▸ **Aim of the exercise**:
Scan the records for the string "white" and copy every line that holds it.

(Data to examine)

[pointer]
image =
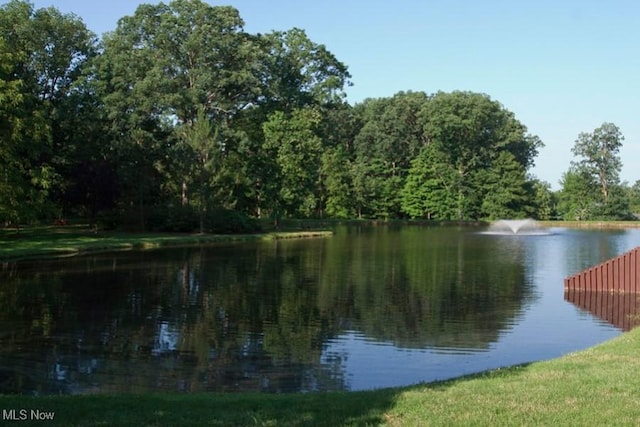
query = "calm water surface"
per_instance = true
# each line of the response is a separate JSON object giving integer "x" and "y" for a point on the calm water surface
{"x": 366, "y": 308}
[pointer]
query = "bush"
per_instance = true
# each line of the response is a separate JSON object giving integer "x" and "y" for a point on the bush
{"x": 226, "y": 221}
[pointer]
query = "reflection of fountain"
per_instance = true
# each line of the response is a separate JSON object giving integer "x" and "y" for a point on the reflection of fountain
{"x": 517, "y": 226}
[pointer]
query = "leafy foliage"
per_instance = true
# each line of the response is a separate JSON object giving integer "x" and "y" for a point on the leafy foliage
{"x": 179, "y": 109}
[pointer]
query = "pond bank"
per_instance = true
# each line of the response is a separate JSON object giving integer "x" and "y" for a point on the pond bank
{"x": 50, "y": 242}
{"x": 597, "y": 386}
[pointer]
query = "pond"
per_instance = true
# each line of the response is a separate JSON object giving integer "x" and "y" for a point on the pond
{"x": 370, "y": 307}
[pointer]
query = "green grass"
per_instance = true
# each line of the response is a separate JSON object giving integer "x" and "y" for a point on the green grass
{"x": 43, "y": 242}
{"x": 595, "y": 387}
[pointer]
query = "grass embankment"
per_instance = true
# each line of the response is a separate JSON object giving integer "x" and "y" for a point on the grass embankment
{"x": 595, "y": 387}
{"x": 592, "y": 224}
{"x": 51, "y": 241}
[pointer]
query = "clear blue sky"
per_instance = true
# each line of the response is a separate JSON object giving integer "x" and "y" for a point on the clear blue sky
{"x": 561, "y": 66}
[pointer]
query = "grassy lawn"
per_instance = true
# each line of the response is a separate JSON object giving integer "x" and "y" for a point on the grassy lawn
{"x": 596, "y": 387}
{"x": 50, "y": 241}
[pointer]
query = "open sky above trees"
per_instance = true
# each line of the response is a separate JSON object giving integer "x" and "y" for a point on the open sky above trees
{"x": 179, "y": 118}
{"x": 561, "y": 67}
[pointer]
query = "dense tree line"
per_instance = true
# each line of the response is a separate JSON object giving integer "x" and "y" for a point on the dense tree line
{"x": 179, "y": 119}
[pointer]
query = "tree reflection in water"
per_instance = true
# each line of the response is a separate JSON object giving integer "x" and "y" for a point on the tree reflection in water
{"x": 254, "y": 316}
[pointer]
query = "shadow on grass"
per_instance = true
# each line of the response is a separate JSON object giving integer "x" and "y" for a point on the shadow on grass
{"x": 313, "y": 409}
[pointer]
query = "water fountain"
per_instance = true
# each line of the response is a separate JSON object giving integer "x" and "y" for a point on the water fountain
{"x": 517, "y": 227}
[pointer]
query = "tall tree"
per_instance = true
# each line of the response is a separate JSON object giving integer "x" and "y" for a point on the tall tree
{"x": 577, "y": 200}
{"x": 162, "y": 66}
{"x": 296, "y": 148}
{"x": 46, "y": 55}
{"x": 599, "y": 156}
{"x": 471, "y": 132}
{"x": 390, "y": 137}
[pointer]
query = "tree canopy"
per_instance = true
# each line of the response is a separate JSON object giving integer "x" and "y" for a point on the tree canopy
{"x": 180, "y": 119}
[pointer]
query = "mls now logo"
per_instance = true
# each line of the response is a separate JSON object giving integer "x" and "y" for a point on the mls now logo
{"x": 24, "y": 414}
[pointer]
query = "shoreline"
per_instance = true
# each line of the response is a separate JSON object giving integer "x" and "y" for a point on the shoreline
{"x": 61, "y": 242}
{"x": 586, "y": 387}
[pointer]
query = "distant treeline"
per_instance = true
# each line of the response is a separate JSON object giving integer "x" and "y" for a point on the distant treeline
{"x": 181, "y": 120}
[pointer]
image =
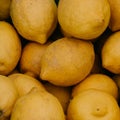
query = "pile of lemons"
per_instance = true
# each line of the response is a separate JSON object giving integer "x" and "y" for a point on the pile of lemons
{"x": 59, "y": 60}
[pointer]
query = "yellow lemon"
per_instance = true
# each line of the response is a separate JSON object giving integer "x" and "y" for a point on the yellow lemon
{"x": 67, "y": 61}
{"x": 31, "y": 57}
{"x": 37, "y": 105}
{"x": 93, "y": 105}
{"x": 84, "y": 19}
{"x": 35, "y": 20}
{"x": 62, "y": 93}
{"x": 25, "y": 83}
{"x": 97, "y": 81}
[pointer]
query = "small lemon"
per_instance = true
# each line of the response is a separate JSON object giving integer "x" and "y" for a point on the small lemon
{"x": 67, "y": 61}
{"x": 97, "y": 81}
{"x": 93, "y": 105}
{"x": 84, "y": 19}
{"x": 35, "y": 20}
{"x": 37, "y": 105}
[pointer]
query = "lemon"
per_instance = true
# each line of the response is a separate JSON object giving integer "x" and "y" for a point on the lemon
{"x": 93, "y": 105}
{"x": 97, "y": 81}
{"x": 37, "y": 105}
{"x": 84, "y": 19}
{"x": 25, "y": 83}
{"x": 62, "y": 93}
{"x": 35, "y": 20}
{"x": 31, "y": 57}
{"x": 67, "y": 61}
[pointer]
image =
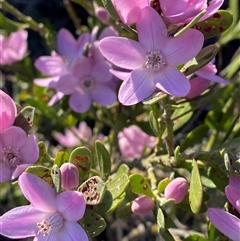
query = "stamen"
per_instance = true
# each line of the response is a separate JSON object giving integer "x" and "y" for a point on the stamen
{"x": 10, "y": 156}
{"x": 52, "y": 223}
{"x": 154, "y": 60}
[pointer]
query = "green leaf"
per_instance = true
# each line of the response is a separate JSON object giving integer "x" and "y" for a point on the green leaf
{"x": 81, "y": 158}
{"x": 9, "y": 25}
{"x": 216, "y": 24}
{"x": 25, "y": 118}
{"x": 56, "y": 177}
{"x": 203, "y": 58}
{"x": 118, "y": 185}
{"x": 194, "y": 137}
{"x": 93, "y": 190}
{"x": 61, "y": 158}
{"x": 104, "y": 160}
{"x": 195, "y": 190}
{"x": 92, "y": 223}
{"x": 42, "y": 172}
{"x": 139, "y": 185}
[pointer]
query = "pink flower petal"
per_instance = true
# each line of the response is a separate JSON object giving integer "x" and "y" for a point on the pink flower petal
{"x": 71, "y": 205}
{"x": 225, "y": 223}
{"x": 172, "y": 81}
{"x": 21, "y": 222}
{"x": 71, "y": 232}
{"x": 183, "y": 48}
{"x": 137, "y": 87}
{"x": 152, "y": 31}
{"x": 103, "y": 94}
{"x": 38, "y": 192}
{"x": 80, "y": 101}
{"x": 127, "y": 54}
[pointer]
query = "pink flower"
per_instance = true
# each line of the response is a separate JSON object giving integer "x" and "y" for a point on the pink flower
{"x": 13, "y": 48}
{"x": 142, "y": 205}
{"x": 50, "y": 217}
{"x": 153, "y": 59}
{"x": 128, "y": 10}
{"x": 201, "y": 83}
{"x": 176, "y": 189}
{"x": 8, "y": 111}
{"x": 225, "y": 222}
{"x": 132, "y": 141}
{"x": 17, "y": 152}
{"x": 183, "y": 11}
{"x": 69, "y": 176}
{"x": 74, "y": 136}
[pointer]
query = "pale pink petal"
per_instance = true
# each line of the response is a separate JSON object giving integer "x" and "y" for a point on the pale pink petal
{"x": 51, "y": 65}
{"x": 172, "y": 81}
{"x": 100, "y": 72}
{"x": 152, "y": 32}
{"x": 183, "y": 48}
{"x": 21, "y": 222}
{"x": 225, "y": 222}
{"x": 8, "y": 111}
{"x": 137, "y": 87}
{"x": 103, "y": 94}
{"x": 127, "y": 54}
{"x": 66, "y": 84}
{"x": 66, "y": 44}
{"x": 233, "y": 195}
{"x": 214, "y": 5}
{"x": 71, "y": 205}
{"x": 80, "y": 101}
{"x": 71, "y": 231}
{"x": 38, "y": 192}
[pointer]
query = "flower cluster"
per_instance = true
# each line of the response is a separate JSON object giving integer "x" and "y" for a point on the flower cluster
{"x": 17, "y": 149}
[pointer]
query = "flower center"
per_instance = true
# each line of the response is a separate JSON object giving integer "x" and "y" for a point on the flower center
{"x": 10, "y": 156}
{"x": 154, "y": 60}
{"x": 53, "y": 222}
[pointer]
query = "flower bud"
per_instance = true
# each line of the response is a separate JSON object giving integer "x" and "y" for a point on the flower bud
{"x": 177, "y": 189}
{"x": 70, "y": 176}
{"x": 142, "y": 205}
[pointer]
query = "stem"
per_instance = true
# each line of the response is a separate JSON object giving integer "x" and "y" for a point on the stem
{"x": 38, "y": 27}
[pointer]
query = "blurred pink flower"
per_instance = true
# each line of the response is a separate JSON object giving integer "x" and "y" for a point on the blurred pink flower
{"x": 132, "y": 141}
{"x": 225, "y": 222}
{"x": 153, "y": 59}
{"x": 74, "y": 136}
{"x": 176, "y": 189}
{"x": 183, "y": 11}
{"x": 18, "y": 151}
{"x": 69, "y": 176}
{"x": 128, "y": 10}
{"x": 13, "y": 48}
{"x": 49, "y": 217}
{"x": 142, "y": 205}
{"x": 202, "y": 81}
{"x": 8, "y": 111}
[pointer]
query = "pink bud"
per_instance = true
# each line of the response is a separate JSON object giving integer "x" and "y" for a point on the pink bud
{"x": 142, "y": 205}
{"x": 177, "y": 189}
{"x": 70, "y": 176}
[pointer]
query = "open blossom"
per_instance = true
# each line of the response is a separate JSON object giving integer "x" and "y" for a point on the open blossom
{"x": 183, "y": 11}
{"x": 13, "y": 48}
{"x": 8, "y": 111}
{"x": 226, "y": 222}
{"x": 202, "y": 81}
{"x": 153, "y": 59}
{"x": 132, "y": 141}
{"x": 50, "y": 217}
{"x": 128, "y": 10}
{"x": 17, "y": 152}
{"x": 74, "y": 136}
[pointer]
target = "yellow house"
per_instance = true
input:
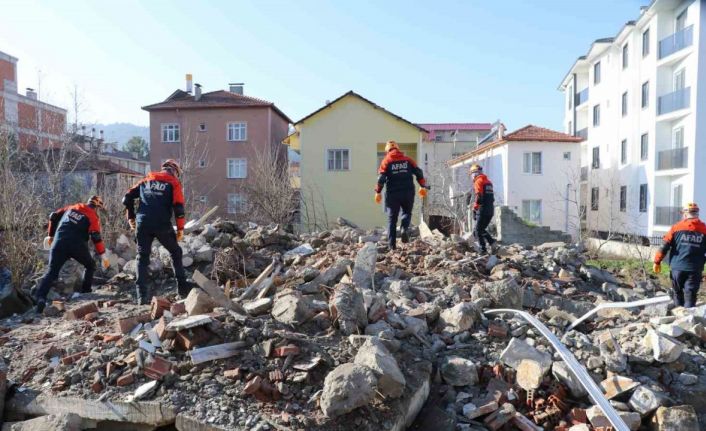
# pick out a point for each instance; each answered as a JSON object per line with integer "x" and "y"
{"x": 341, "y": 146}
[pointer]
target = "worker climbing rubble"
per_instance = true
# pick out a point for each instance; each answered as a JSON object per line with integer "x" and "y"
{"x": 483, "y": 207}
{"x": 69, "y": 230}
{"x": 160, "y": 195}
{"x": 686, "y": 246}
{"x": 396, "y": 175}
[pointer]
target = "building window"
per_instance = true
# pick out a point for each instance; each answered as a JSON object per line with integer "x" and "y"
{"x": 596, "y": 161}
{"x": 625, "y": 56}
{"x": 644, "y": 142}
{"x": 643, "y": 198}
{"x": 532, "y": 211}
{"x": 237, "y": 168}
{"x": 532, "y": 163}
{"x": 338, "y": 160}
{"x": 597, "y": 73}
{"x": 237, "y": 131}
{"x": 237, "y": 203}
{"x": 594, "y": 199}
{"x": 645, "y": 95}
{"x": 170, "y": 133}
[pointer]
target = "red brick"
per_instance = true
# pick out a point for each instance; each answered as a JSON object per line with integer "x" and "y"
{"x": 287, "y": 350}
{"x": 79, "y": 312}
{"x": 158, "y": 305}
{"x": 68, "y": 360}
{"x": 126, "y": 379}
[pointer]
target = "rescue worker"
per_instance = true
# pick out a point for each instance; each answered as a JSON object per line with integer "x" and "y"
{"x": 397, "y": 173}
{"x": 161, "y": 196}
{"x": 483, "y": 207}
{"x": 686, "y": 244}
{"x": 69, "y": 230}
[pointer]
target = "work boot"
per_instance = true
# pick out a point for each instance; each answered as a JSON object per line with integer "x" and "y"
{"x": 404, "y": 236}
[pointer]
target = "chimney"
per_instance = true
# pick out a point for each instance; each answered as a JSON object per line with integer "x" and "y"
{"x": 236, "y": 87}
{"x": 189, "y": 83}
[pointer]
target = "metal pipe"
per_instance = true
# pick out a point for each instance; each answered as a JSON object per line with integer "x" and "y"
{"x": 608, "y": 305}
{"x": 579, "y": 372}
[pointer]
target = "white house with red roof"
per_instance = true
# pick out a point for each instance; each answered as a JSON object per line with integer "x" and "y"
{"x": 534, "y": 172}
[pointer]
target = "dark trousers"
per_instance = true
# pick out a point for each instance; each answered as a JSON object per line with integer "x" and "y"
{"x": 482, "y": 219}
{"x": 58, "y": 256}
{"x": 685, "y": 286}
{"x": 167, "y": 237}
{"x": 395, "y": 202}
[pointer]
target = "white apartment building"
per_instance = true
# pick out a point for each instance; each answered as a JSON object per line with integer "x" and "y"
{"x": 636, "y": 100}
{"x": 532, "y": 170}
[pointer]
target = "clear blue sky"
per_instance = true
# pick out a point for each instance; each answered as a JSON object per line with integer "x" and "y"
{"x": 442, "y": 61}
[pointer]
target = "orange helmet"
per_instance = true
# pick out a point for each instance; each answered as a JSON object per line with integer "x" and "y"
{"x": 96, "y": 202}
{"x": 172, "y": 165}
{"x": 691, "y": 208}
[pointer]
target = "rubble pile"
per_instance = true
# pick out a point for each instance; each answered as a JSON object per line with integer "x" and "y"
{"x": 331, "y": 330}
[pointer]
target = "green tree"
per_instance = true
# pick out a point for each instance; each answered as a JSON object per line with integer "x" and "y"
{"x": 137, "y": 144}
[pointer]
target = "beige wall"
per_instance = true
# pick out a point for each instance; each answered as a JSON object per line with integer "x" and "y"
{"x": 357, "y": 126}
{"x": 264, "y": 126}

(End Data to examine)

▸ **Reply**:
target = "white house with red roof"
target = "white apartment building"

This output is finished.